◆ Selected excerpt
Ron Botran is a line of rums from Guatemala distilled by the Industrias Licoreras de Guatemala, the same distillery that produces the Zacapa line of rums.  The six Botran rums are Etiqueta Blanca, Añejo Oro, Añejo 8, Añejo 12, Solera 1893, and XL.  Ron Botran was first manufactured in Quetzaltenango, Guatemala.

History 
The Botran family is commonly known for sugarcane production in Guatemala, but in 1939 they decided to begin a journey by establishing Industria Licorera Quetzalteca. The five brothers agreed that the ultimate place to age rum in Guatemala was Quetzaltenango. Since that day they have been involved in all the details regarding their rum production. Although the nurturing process has evolved, it all began with the nurturing process called “Sistema Solera.” This process implies the integration of young and old rums, as they mellow for years in white oak barrels.

◆ Record excerpts
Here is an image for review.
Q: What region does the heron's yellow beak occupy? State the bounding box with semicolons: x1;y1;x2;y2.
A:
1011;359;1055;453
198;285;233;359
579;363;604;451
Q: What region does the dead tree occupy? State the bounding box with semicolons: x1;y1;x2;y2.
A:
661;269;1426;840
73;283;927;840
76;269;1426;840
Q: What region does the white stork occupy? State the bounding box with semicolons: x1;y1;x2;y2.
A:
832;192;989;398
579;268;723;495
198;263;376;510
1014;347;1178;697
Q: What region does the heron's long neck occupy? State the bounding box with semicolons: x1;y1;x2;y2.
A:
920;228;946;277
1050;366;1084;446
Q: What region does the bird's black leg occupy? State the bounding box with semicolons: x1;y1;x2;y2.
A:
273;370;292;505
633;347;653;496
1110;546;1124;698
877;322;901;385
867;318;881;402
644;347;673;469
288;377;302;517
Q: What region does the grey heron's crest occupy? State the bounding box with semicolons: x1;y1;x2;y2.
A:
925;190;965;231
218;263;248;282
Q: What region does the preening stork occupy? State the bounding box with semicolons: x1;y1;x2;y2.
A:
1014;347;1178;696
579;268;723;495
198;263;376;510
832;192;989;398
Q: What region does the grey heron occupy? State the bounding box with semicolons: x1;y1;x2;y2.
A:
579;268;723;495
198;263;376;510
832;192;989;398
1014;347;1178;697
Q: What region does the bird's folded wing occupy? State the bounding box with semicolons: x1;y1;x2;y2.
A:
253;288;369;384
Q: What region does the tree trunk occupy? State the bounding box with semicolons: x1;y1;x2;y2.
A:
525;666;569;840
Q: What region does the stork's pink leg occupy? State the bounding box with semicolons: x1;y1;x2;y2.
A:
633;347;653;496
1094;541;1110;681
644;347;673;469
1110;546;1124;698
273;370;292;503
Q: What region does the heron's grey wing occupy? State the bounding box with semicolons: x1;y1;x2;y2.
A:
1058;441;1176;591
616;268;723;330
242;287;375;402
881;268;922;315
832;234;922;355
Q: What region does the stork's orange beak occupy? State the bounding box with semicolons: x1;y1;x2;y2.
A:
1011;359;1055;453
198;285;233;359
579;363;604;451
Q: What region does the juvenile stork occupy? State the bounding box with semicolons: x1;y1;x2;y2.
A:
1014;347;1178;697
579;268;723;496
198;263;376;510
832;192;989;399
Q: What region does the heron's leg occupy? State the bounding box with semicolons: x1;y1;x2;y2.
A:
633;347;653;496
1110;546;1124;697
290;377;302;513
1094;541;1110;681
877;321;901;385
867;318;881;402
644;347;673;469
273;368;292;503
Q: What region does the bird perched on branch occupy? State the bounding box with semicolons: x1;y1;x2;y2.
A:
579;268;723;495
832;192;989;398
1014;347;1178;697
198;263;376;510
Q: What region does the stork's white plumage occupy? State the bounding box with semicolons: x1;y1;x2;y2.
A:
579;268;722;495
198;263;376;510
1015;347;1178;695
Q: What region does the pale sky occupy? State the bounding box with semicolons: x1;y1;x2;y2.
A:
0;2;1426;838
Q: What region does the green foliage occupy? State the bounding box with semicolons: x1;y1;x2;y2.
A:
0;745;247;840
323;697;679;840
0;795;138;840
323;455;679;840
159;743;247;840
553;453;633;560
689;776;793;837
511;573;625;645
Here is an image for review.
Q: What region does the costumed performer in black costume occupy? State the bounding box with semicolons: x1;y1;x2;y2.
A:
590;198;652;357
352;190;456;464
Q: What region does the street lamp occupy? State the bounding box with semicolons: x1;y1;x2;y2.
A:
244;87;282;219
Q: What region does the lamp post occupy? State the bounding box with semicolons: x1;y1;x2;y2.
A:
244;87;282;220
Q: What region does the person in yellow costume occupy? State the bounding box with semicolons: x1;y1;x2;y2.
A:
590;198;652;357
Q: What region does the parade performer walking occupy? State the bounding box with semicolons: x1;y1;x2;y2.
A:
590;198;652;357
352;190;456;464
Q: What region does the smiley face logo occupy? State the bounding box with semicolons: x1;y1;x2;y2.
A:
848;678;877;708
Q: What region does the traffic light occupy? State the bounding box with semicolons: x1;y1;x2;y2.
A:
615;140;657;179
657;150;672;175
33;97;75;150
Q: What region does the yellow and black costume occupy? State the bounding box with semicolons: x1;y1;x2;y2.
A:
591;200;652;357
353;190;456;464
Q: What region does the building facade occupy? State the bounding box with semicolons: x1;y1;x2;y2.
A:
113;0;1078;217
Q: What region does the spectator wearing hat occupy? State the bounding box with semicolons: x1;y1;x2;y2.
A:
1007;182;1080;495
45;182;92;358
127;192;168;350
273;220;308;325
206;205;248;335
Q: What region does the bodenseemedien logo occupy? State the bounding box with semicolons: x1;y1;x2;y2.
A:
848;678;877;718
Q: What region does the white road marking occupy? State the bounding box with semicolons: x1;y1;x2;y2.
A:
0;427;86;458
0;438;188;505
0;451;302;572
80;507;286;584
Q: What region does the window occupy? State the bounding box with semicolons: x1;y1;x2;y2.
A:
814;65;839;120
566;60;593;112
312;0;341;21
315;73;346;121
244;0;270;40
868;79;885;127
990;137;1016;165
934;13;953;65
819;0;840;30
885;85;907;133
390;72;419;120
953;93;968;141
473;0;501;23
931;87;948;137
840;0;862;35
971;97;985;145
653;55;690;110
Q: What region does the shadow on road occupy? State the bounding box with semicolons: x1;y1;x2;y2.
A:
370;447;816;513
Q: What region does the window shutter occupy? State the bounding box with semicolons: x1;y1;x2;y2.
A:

◆ Exercise set
1. In the Ron Botran text, rewrite the passage from "Ron Botran is" up to and including "in Quetzaltenango, Guatemala.", substituting "rum maker" for "distillery".
2. Continue the text on Ron Botran rum from the point where it stops.

◆ Answers by task
1.
Ron Botran is a line of rums from Guatemala distilled by the Industrias Licoreras de Guatemala, the same rum maker that produces the Zacapa line of rums.  The six Botran rums are Etiqueta Blanca, Añejo Oro, Añejo 8, Añejo 12, Solera 1893, and XL.  Ron Botran was first manufactured in Quetzaltenango, Guatemala.

2.
They are the first family that produced Guatemalan rum, nowadays they continue producing one of the world's finest quality rums. Solera 1893 and Reserva high quality rums have won many worldwide awards for their intricacy, profundity and signature sweet flavor.

Types of Rums 
 Botran Solera 1893: An elegant and complex combination of rums between 5 and 18 years old. These rums have been through a process of selection, they have been selected because of their balance and shape. The maturing of these rums has intensified its smell, resulting in burly and elegant rum. 
 Ron Botran Reserva: A complex incorporation of rums aged between 5 and 14 years, created through a slow and hard working process of raising, were the Botran family has been putting a unique style with a long lasting end and some sweet unique flavors.  
 Ron Botran XL: A really light white rum, aged in white American wood during 2 years with a slight smell of wood, vanilla and fruits with smooth flavor.  
 Ron Botran Anejo 12: This famous rum is the product of the combination of rums between 5 and 12 years old. 
 Ron Botran Anejo 8: Created through a fusion of rums between 4 and 8 years old. 
 Ron Botran Anejo 5: Rum created with a coalition of rums between 3 and 5 years old.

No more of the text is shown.